== TASK DESCRIPTION ==
All that should come back is the lines of the data below from the one containing "of the distant" to the one containing "of the rolling", inclusive, exactly as they stand.

== MATERIAL FOR THIS TASK ==

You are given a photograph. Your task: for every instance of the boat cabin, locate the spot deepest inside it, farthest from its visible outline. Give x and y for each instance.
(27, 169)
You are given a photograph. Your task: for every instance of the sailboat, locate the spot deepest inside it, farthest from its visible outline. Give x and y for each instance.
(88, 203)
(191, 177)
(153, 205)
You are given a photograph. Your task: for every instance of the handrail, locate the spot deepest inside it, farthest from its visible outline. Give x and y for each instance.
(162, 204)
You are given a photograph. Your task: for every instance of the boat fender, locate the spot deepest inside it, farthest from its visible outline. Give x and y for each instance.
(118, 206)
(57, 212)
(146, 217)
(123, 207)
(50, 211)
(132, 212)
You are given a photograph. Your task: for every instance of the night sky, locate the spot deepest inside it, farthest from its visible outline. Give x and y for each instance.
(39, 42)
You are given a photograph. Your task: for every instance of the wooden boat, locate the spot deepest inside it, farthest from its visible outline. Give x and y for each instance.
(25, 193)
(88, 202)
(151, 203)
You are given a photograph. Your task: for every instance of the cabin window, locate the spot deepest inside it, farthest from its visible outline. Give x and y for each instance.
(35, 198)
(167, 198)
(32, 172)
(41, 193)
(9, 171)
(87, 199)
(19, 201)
--
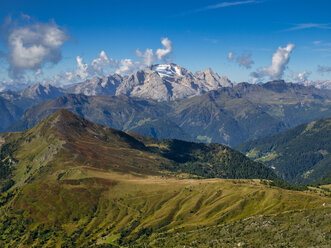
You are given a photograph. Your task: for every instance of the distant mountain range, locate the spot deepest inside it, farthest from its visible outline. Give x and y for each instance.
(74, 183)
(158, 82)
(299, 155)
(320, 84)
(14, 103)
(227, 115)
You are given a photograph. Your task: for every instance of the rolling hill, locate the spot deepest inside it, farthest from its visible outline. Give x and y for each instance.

== PROBLEM SOLUTION ==
You are given a photograph. Your task: for every instance of the distant mountain range, locate the spot deepest inside it, farthest from its visible outline. Give x and y for each instance.
(74, 183)
(158, 82)
(299, 155)
(320, 84)
(14, 103)
(227, 115)
You are given a photograph. Your task: for every instance of the rolling hill, locate the spot deepest inside it, farthest from its visible outline. Give x and y for each instance.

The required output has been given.